**Aufgaben:**
A. Zitieren Sie aus dem Interview über den Wettbewerb zwischen GKV und PKV wörtlich den Abschnitt, der mit den Worten „Warum der Wettbewerb“ beginnt und mit „kann bezahlt werden.“ endet.
B. Setzen Sie das Interview über den Wettbewerb zwischen GKV und PKV im Anschluss an seinen letzten Satz fort.

Warum der Wettbewerb wichtig ist
zm: Herr Dr. Leienbach, was verstehen Sie unter dem Systemwettbewerb zwischen GKV und PKV?
Leienbach:Der Systemwettbewerb zwischen PKV und GKV erfüllt im Gesundheitswesen eine entscheidende Korrektivfunktion, von der alle Versicherten profitieren: Ohne einen PKV-Vergleich wären Leistungsrationierungen bei gleichzeitigen Beitragserhöhungen in der GKV politisch einfacher durchsetzbar. Denn die finanziellen Mittel sind knapp. Nicht alles, was medizinisch möglich ist, kann bezahlt werden.
Fiele die Konkurrenz durch das jeweils andere System fort, würde dieser Anreiz zu Leistungsverbesserungen sofort wegfallen. Diese Tatsache wird von wichtigen Akteuren in der Gesundheitsszene bestätigt.
So sagte etwa der Präsident der Bundesärztekammer, Frank Ulrich Montgomery, auf dem Ärztetag im vergangenen Jahr: "Gäbe es die PKV nicht, hätten wir heute schon einen sehr viel schlankeren Leistungskatalog in der GKV."
Gäbe es die PKV nicht, müsste sich die GKV in nichts und niemals an den Leistungen eines Konkurrenten messen lassen. Gäbe es die PKV nicht, hätten wir heute schon eine innovations- und wettbewerbsfreie Zone für die GKV, in der sie dann ihre Marktmacht gegenüber Patienten und Ärzten völlig ungeniert ausspielen könnte.
Was halten Sie von der Diskussion um die sogenannte Zwei-Klassen-Medizin?
Hier hilft ein Blick zu unseren Nachbarn. Der Blick ins nachbarschaftliche Europa zeigt, welche Folgen die Einführung eines Einheitssystems haben könnte. Während sich in einem rein staatlichen Modell wie in Großbritannien die Gesundheitsversorgung immer weiter zu einem Zwei-Klassen-System entwickelt - mit Spitzenmedizin in Privatkliniken für diejenigen, die es sich leisten können, und einer dürftigen Versorgung für alle anderen Menschen im Einheitssystem -, werden vermeintliche Klassenunterschiede in Deutschland an der Verweildauer im Wartezimmer festgemacht.

**Bereitgestelltes Material:**
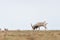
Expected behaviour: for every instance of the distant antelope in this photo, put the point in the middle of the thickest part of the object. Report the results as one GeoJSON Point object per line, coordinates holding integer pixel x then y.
{"type": "Point", "coordinates": [39, 24]}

**Antworten:**
A.
Warum der Wettbewerb wichtig ist
zm: Herr Dr. Leienbach, was verstehen Sie unter dem Systemwettbewerb zwischen GKV und PKV?
Leienbach:Der Systemwettbewerb zwischen PKV und GKV erfüllt im Gesundheitswesen eine entscheidende Korrektivfunktion, von der alle Versicherten profitieren: Ohne einen PKV-Vergleich wären Leistungsrationierungen bei gleichzeitigen Beitragserhöhungen in der GKV politisch einfacher durchsetzbar. Denn die finanziellen Mittel sind knapp. Nicht alles, was medizinisch möglich ist, kann bezahlt werden.

B.
Und selbst dieser Vergleich hinkt: Während die Wartezeit auf einen Facharzttermin in Großbritannien 18 Wochen beträgt und in den Niederlanden, die ihr duales Versicherungssystem 2006 abgeschafft haben, sogar bis zu sechs Monate, ist sie in Deutschland wesentlich kürzer. In dringenden Fällen erhält man sofort einen Termin - egal wie man versichert ist.
Und welche Schlüsse ziehen Sie daraus? 2013 ist ja Wahljahr…
Es ist höchste Zeit, der Bevölkerung die Vorzüge unseres Gesundheitssystems zu erläutern, das dank seiner Vielfalt und Wahlfreiheiten allen Menschen eine individuelle und gute Versorgung bietet.
Gerade im Wahljahr muss deutlich gemacht werden: Der Kurs der Bürgerversicherung würde uns wegführen von Wettbewerb und Pluralität, hin zu Einheitslösungen. Auf der Strecke bliebe eine Politik mit Weitblick, die Gesundheitsleistungen auch für künftige Generationen finanzierbar macht.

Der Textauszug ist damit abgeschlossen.